• Aim of the task:
Please return each line of the records that contains the word "patterned". Letter case matters.

Contour labeling items:
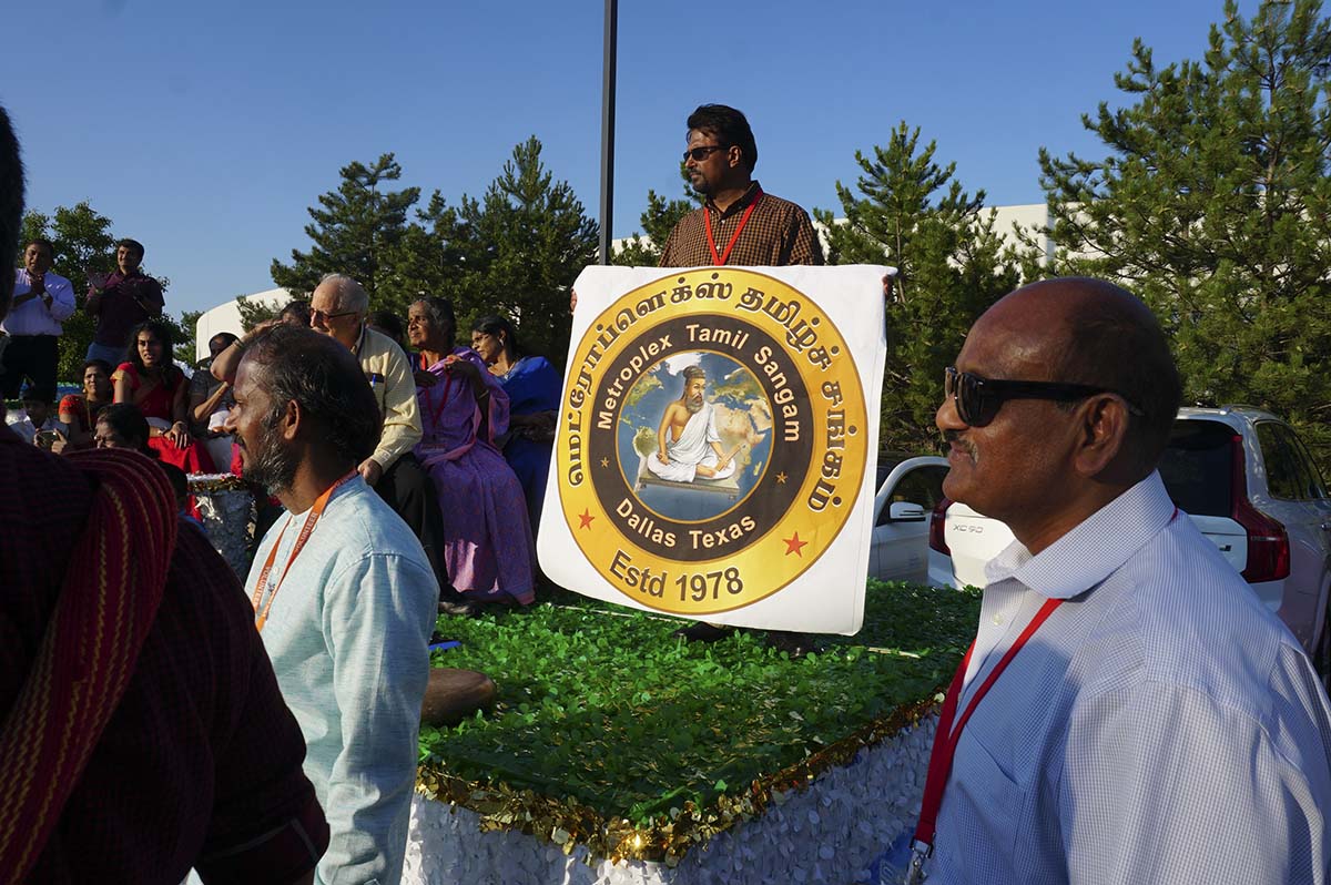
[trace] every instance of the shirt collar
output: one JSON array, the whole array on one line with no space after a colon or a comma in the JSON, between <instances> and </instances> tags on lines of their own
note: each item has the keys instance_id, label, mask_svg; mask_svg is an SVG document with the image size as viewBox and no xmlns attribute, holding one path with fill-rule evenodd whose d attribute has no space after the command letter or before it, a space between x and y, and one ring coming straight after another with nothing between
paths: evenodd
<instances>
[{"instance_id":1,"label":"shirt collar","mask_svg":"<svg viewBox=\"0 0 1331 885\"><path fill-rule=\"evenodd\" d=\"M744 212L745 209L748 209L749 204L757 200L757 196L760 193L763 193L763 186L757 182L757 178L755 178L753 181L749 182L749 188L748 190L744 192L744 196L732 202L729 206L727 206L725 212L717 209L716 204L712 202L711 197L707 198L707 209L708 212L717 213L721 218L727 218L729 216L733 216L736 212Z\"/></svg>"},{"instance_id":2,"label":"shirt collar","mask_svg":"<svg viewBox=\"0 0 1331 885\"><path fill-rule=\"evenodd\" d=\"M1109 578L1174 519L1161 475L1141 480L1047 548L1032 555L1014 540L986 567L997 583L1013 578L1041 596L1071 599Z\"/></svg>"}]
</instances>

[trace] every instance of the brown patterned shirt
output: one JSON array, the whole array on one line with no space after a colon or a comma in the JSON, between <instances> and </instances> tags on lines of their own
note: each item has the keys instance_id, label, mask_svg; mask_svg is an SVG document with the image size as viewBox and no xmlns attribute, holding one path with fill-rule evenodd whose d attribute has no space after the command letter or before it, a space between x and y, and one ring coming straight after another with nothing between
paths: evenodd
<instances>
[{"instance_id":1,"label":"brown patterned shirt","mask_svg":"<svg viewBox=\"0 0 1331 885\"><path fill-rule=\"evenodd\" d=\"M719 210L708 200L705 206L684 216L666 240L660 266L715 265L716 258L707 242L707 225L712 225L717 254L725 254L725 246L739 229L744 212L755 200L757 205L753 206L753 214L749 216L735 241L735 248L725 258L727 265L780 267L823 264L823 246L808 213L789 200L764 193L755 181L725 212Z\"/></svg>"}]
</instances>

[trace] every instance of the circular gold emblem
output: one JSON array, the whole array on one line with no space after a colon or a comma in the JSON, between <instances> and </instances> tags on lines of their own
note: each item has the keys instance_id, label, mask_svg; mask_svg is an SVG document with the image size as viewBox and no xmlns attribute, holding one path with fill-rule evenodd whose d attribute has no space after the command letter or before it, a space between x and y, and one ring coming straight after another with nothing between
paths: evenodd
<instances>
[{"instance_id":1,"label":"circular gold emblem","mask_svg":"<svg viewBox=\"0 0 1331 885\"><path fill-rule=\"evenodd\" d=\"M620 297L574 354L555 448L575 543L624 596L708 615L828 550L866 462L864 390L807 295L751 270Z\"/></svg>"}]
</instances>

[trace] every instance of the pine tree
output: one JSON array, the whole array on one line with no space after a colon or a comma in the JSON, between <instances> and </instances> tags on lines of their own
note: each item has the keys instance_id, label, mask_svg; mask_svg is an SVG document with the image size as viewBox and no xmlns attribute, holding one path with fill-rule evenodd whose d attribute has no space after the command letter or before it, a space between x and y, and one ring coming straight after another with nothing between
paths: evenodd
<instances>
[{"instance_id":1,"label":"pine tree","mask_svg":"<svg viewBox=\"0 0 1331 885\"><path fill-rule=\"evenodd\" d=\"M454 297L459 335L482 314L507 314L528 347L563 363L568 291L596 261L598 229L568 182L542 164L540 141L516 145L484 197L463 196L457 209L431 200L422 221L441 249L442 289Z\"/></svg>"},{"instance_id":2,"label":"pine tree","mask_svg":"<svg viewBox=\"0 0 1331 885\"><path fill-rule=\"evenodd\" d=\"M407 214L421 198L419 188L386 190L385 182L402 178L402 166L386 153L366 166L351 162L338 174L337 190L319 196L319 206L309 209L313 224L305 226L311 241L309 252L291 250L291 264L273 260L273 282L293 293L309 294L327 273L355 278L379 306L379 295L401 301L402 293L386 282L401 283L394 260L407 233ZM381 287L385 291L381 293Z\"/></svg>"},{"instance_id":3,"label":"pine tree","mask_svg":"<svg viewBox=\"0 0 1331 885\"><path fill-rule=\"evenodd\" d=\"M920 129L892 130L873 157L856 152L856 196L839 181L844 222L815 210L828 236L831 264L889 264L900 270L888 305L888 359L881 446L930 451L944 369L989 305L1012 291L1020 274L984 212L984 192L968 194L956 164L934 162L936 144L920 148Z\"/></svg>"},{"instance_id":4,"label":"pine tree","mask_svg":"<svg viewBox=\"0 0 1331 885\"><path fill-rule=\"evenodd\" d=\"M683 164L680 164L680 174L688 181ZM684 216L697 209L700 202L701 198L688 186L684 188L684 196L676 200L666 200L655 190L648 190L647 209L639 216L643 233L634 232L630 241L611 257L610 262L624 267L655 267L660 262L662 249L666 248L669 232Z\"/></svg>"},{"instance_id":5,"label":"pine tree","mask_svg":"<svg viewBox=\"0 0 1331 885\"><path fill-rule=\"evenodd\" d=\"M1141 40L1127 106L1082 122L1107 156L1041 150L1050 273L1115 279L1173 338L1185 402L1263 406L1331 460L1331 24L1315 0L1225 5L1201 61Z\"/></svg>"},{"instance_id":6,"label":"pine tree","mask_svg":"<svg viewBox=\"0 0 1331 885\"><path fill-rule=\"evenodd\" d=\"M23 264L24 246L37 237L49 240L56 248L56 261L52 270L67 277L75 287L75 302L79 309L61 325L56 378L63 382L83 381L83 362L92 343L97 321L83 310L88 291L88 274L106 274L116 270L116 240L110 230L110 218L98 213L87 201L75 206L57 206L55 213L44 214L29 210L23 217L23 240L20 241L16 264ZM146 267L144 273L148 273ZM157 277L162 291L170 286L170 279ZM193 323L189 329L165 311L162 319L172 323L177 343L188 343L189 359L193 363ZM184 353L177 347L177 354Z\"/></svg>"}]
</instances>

* * *

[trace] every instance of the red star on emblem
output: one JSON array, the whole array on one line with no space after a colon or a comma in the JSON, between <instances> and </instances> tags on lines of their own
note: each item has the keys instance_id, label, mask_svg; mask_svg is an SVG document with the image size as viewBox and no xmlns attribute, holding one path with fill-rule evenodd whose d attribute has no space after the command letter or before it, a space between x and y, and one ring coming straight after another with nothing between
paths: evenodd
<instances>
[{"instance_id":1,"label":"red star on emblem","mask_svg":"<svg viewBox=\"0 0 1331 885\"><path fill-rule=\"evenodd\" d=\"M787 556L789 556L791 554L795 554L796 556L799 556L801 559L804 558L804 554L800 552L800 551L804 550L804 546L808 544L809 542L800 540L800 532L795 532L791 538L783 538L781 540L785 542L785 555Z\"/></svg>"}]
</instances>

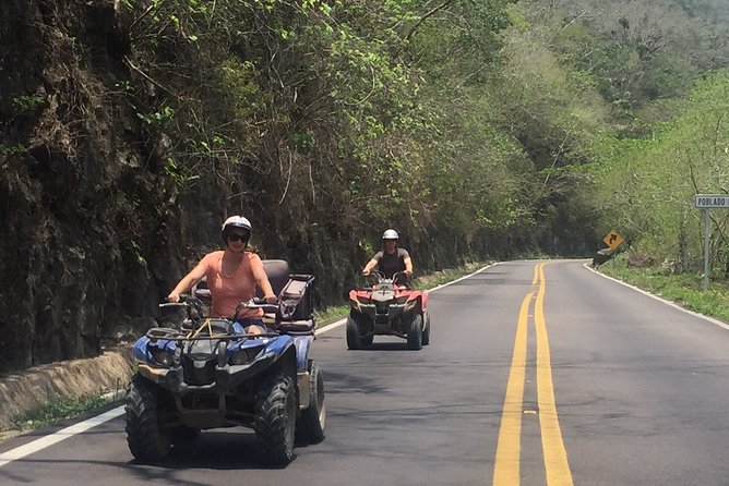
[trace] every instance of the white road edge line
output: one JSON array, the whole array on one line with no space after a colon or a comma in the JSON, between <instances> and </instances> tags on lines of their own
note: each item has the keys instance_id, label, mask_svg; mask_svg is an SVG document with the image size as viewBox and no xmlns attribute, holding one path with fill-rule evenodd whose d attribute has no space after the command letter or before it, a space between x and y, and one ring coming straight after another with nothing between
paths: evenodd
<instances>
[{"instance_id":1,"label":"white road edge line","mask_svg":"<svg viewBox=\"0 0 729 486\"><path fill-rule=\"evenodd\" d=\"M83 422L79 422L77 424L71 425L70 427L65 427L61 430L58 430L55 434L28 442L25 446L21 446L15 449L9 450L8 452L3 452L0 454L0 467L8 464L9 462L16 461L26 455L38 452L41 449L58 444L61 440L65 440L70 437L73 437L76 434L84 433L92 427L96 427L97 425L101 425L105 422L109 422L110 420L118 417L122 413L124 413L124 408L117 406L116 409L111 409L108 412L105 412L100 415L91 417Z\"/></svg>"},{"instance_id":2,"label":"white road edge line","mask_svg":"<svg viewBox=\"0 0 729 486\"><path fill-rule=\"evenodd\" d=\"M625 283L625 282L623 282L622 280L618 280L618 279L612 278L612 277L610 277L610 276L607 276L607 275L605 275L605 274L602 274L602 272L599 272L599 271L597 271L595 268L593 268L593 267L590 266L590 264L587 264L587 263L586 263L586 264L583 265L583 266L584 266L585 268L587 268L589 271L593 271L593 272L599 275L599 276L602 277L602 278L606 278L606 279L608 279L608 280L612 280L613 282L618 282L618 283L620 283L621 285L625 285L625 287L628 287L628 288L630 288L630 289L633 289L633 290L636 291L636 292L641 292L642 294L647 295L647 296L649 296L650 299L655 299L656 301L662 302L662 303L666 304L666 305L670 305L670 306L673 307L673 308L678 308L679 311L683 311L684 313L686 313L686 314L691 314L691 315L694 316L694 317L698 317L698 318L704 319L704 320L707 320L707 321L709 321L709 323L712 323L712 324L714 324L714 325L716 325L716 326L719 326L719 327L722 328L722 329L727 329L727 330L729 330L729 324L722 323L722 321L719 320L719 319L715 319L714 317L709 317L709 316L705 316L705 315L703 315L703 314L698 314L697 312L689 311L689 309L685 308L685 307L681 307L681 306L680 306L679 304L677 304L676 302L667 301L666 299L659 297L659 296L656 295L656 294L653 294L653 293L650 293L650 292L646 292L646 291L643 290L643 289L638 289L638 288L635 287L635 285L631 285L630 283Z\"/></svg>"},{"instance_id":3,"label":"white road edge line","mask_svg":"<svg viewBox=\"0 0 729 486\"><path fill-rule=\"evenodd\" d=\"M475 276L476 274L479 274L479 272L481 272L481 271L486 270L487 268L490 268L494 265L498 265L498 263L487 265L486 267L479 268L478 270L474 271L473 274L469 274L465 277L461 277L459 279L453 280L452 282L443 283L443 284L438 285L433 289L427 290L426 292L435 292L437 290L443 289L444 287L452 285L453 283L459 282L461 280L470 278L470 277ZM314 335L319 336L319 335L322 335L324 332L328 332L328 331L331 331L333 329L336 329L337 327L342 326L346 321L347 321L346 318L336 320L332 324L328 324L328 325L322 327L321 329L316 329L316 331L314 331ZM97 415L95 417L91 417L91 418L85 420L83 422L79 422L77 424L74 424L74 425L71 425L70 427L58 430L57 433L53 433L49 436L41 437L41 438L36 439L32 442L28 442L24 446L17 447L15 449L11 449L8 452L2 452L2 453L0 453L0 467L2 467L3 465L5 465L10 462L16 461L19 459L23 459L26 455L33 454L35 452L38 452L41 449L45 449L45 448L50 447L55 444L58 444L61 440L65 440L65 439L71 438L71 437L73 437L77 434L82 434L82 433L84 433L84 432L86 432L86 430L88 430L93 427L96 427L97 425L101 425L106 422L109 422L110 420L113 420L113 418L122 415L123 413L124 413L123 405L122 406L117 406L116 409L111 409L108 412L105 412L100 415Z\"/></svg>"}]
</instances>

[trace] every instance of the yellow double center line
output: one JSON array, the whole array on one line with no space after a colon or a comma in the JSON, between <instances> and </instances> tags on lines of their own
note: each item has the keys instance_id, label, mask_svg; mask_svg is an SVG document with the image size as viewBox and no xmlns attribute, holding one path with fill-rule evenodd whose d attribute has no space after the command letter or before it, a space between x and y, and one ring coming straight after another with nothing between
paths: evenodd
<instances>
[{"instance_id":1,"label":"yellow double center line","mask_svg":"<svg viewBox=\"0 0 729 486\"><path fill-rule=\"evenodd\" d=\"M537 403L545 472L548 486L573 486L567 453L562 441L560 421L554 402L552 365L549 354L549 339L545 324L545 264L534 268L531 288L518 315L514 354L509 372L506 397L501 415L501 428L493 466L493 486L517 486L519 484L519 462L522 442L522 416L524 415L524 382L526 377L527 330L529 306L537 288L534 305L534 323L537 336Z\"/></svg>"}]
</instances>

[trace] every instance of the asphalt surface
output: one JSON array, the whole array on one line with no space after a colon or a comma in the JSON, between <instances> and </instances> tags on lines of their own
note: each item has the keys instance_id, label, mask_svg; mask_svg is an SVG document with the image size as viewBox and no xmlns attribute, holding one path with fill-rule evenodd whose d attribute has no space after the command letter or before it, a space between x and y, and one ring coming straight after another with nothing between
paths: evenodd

• Exercise output:
[trace] every instance of the brown patterned shirt
[{"instance_id":1,"label":"brown patterned shirt","mask_svg":"<svg viewBox=\"0 0 1331 885\"><path fill-rule=\"evenodd\" d=\"M719 210L708 200L705 206L684 216L666 240L660 266L715 265L716 258L707 242L707 225L712 225L717 254L725 254L725 246L739 229L744 212L755 200L757 205L753 206L753 214L749 216L735 241L735 248L725 258L727 265L780 267L823 264L823 246L808 213L789 200L764 193L755 181L725 212Z\"/></svg>"}]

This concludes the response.